◆ Article
***

Many Protestant sects were named after the shamanic technique that its adherents used to achieve direct contact with metaphysical forces without the intermediary protocols and rules provided by the Catholic Church. So, for example, Shakers shook themselves into an ecstasy state. Quakers did something similar and incorporated dancing as well. There were those who would dig until exhaustion and achieve a hallucinatory state that way. Others still drowned themselves and then, upon resuscitation by a priest, felt themselves to be born again, raised from the dead and imbued with the Holy Spirit. Some took off their clothes in winter and used hypothermia to induce visions. And even today, we still see Pentecostal types practicing their “laying on of the hands” rituals with charismatic preachers who induce mystical babbling in their congregation - this is called “the gift of tongues” and you can find videos of this practice still up on YouTube:
Whether or not you believe that this is indeed a Christian practice or not, that is beyond the point. The technology of spiritualism is by and large the same regardless of what religious tradition it belongs to. Another example: Scandinavian mystery sects practiced a form of mock hanging by which they would suffocate an initiate and thereby produce a near death experience.
Again, mysticism boils down to using various techniques to achieve a mind-altering state that enables some sort of contact with metaph… magical forces. The how is not as important as the why although we’ll get into the how as the series progresses as well.
Over the last century, many Europeans have been drawn to various Eastern sects and cults because they wanted a more direct spiritual experience. These people were not content with the mainstream Christian approach which relies on proxy forms of spirituality provided by holy texts and holy priests doing holy rituals. Whether or not these people found what they sought for is (say it with me this time) beyond the point. The point is that there is an inherent conflict/dynamic in religion between the direct experience/finding out for yourself approach and the trusting the experts/having faith approach and that not everyone is content with the former or the latter approach.
Also, to cement the contrast in approaches, the Faith school generally condemns all those who seek to experience the metaphysical as heretics bound for Hell. There can be only one path to contact with the metaphysical: by proxy, either through the Church (Catholic, Orthodox) and its priests or through the holy writings (Protestants). The Knowing school, in contrast, is skeptical of dogma and insists that the individual or the community is responsible for their own spiritual journey. In other words, one must come into an intimate knowledge of these higher metaphysical realities by using mystical technologies to level oneself up.

***

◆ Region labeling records
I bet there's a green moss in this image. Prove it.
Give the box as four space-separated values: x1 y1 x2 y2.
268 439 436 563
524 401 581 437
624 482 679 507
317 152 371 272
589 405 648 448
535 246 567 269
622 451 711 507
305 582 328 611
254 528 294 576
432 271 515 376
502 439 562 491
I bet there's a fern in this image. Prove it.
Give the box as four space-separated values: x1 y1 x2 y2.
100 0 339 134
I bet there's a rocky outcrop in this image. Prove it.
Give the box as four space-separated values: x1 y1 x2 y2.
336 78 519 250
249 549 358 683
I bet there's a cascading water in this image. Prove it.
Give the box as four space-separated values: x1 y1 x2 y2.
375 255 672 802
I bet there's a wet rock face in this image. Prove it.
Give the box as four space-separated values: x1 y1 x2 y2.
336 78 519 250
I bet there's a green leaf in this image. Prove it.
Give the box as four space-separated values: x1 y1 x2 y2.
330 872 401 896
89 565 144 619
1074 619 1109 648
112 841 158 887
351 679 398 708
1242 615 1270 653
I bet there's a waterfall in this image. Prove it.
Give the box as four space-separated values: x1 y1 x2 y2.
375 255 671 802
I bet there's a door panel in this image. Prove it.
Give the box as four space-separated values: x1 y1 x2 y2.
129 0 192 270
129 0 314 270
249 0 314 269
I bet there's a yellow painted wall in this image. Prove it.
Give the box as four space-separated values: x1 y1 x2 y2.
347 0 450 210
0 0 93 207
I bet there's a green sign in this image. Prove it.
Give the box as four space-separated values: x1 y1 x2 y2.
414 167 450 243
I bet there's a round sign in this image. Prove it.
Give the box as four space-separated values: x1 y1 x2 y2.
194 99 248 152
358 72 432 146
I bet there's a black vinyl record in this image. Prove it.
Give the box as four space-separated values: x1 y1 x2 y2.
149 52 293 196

***

◆ Exercise instructions
1. Repeat the region labeling records word for word, from the line containing "I bet there's a yellow" down through the final line of the records, both ends included.
2. Continue the article on mystical techniques and the Faith and Knowing schools of religion from where it stops.

◆ Set of answers
1.
I bet there's a yellow painted wall in this image. Prove it.
Give the box as four space-separated values: x1 y1 x2 y2.
347 0 450 210
0 0 93 207
I bet there's a green sign in this image. Prove it.
Give the box as four space-separated values: x1 y1 x2 y2.
414 167 450 243
I bet there's a round sign in this image. Prove it.
Give the box as four space-separated values: x1 y1 x2 y2.
194 99 248 152
358 72 432 146
I bet there's a black vinyl record in this image. Prove it.
Give the box as four space-separated values: x1 y1 x2 y2.
149 52 293 196

2.
Although these two approaches are at odds with one another as a result of the internal schism within the early Christian movement, this was not always the case.
In pre-Christian Europe, the Faith-based school and the Knowing-based school co-existed. Those who wanted to outsource their spirituality to the experts could do so and participate in a more public, ritual-based form of religiosity while those who wanted to go further could join a mystery sect and take their spirituality to the next level.
A metaphor just came to mind: one can’t go to a restaurant, order food off the menu and then claim to be a master chef. Faith-based approaches, fundamentally, are a form of spiritual outsourcing. The final product may vary in quality, and we may even listen to various food critics’ opinions on the matter (or our own stomachs’) but they remain a pre-packaged product that we had no hand in creating. There is a world of difference between the chef and the customer. It takes time and effort to become a chef. Now consider what would happen if some of the chefs take to preaching that regular people should give up cooking and totally rely on them for their culinary needs. What’s more, they started drastically cutting down on the variety of dishes they offer… There - metaphor beaten to death. Moving on.
The split between the Faith and Knowing schools is, in my opinion, more fundamental than the split between the materialists and the religionists. In fact, I’d argue that the Believers and the Deniers have more in common than they’d care to imagine, seeing as they are both quite skeptical of mysticism and seek to smother it out, albeit for different reasons. If at all possible, I believe that we would be well-served if we could return to the old detente between the two approaches to spirituality practiced in the ancient world. Unlike Rene Guenon, however, I don’t intend on writing a letter to any official church with my theses. If he and people like him failed then, I am sure to fail now, so I intend to learn from the mistakes of people far more intelligent than I am and simply let sleeping dogmas lie.
That being said, for those who are interested in a fresh approach to religion and metaphysics with the end-goal of finding a new spirituality for our people, we may as well keep discussing the topic here, among friends.
I grew up sortof Greek Orthodox, with a mother who used church as a social outlet, an atheist Russian Orthodox father, a school that credited to Abraham Lincoln a direct quote from Jesus, and no actual Bible in the house.
It is only in the last 2 years that I sat down to read the Bible. I gave up on the Old Testament. I've now read the 1/5 of the KJV New Testament and on my 2nd reading of the Passion version's
translation.
Many of the contradictions are easily answered simply by focussing on the words of Jesus according to the apostles that actually walked earth with him. He is clear that connection to God is direct, no intermediaries, the Holy Spirit dwells within each of us, no rituals, the Sabbath was meant for people, not people meant for the Sabbath, and only God should be called Father.
Dressing a man in a gold-embossed robe, putting a funny hat on his head & calling him Father or Pope seems rather the antithesis of what Jesus taught.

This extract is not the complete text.